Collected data
*** Begin section ***
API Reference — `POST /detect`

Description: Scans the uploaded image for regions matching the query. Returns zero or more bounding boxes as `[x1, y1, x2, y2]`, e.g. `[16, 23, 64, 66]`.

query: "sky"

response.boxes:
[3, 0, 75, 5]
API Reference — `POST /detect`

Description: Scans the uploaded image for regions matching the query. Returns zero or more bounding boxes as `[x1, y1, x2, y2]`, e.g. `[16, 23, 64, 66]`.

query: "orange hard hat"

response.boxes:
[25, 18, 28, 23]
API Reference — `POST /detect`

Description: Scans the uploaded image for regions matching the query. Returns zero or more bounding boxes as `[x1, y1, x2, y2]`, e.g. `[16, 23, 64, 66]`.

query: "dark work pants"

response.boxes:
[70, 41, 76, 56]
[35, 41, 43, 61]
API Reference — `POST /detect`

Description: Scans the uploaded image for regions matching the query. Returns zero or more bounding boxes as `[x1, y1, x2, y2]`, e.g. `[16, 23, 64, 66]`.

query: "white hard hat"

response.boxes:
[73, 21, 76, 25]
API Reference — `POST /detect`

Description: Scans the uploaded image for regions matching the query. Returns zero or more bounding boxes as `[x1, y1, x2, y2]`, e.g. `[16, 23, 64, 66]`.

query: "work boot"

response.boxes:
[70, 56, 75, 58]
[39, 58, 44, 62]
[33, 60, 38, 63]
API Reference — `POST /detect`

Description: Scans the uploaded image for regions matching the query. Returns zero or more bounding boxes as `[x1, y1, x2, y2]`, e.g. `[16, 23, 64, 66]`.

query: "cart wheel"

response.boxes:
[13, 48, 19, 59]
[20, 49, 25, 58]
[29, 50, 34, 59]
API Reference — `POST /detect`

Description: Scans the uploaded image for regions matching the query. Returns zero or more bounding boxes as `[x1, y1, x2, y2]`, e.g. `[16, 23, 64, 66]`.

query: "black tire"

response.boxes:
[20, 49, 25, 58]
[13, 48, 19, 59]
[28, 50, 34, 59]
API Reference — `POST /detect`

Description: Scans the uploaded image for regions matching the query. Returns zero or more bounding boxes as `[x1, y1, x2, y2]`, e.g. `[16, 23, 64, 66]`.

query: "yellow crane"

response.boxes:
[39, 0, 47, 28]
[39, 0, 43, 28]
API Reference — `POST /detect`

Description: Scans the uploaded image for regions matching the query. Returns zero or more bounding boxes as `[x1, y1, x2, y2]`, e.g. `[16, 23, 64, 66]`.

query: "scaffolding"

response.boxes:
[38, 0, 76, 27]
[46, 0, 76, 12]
*** End section ***
### [EXERCISE DESCRIPTION]
Transcribe every entry exactly.

### [RESULT OF THE EXERCISE]
API Reference — `POST /detect`

Description: Scans the uploaded image for regions matching the query. Returns zero or more bounding boxes as `[x1, y1, x2, y2]`, e.g. `[16, 23, 64, 66]`.

query: "sky"

response.boxes:
[3, 0, 75, 5]
API Reference — `POST /detect`

Description: Scans the uploaded image for regions matching the query. Returns zero or more bounding boxes as `[x1, y1, x2, y2]`, e.g. `[16, 23, 64, 66]`.

query: "orange hard hat"

response.boxes:
[25, 18, 28, 23]
API Reference — `POST /detect`

Description: Scans the uploaded image for regions matching the query. Returns zero or more bounding boxes as `[x1, y1, x2, y2]`, e.g. `[16, 23, 64, 66]`.

query: "dark work pants"

response.boxes:
[70, 41, 76, 56]
[35, 41, 43, 61]
API Reference — `POST /detect`

Description: Scans the uploaded image for regions matching the query. Returns zero or more bounding boxes as `[x1, y1, x2, y2]`, e.g. `[16, 23, 64, 66]`.

query: "white hard hat"

response.boxes:
[73, 21, 76, 25]
API Reference — `POST /detect`

Description: Scans the uploaded image for regions matching the query. Returns zero or more bounding boxes as `[x1, y1, x2, y2]`, e.g. `[16, 23, 64, 66]`.

query: "work boot"

response.boxes:
[70, 56, 75, 58]
[39, 58, 44, 62]
[33, 60, 38, 63]
API Reference — `POST /detect`

Description: Scans the uploaded image for regions matching the query. Returns zero or more bounding boxes as `[x1, y1, x2, y2]`, e.g. `[16, 23, 64, 66]`.

query: "cart wheel"

response.boxes:
[13, 48, 19, 59]
[20, 49, 25, 58]
[29, 50, 34, 59]
API Reference — `POST /detect`

Description: Scans the uploaded image for regions matching the query. Returns zero or more bounding boxes as `[x1, y1, x2, y2]`, e.g. `[16, 23, 64, 66]`.

query: "black tire"

response.boxes:
[20, 49, 25, 58]
[13, 48, 19, 59]
[28, 50, 34, 59]
API Reference — `POST /detect`

Description: Scans the uploaded image for regions matching the query. Returns zero or more bounding boxes as `[x1, y1, x2, y2]`, e.g. `[16, 23, 64, 66]`.

query: "yellow crane"

response.boxes:
[39, 0, 47, 28]
[39, 0, 43, 28]
API Reference — `POST /detect`

Description: Scans the uploaded image for regions matching the query. Returns zero or more bounding boxes as `[x1, y1, x2, y2]`, e.g. `[16, 23, 64, 66]`.

query: "scaffolding"

response.boxes:
[38, 0, 76, 27]
[46, 0, 76, 12]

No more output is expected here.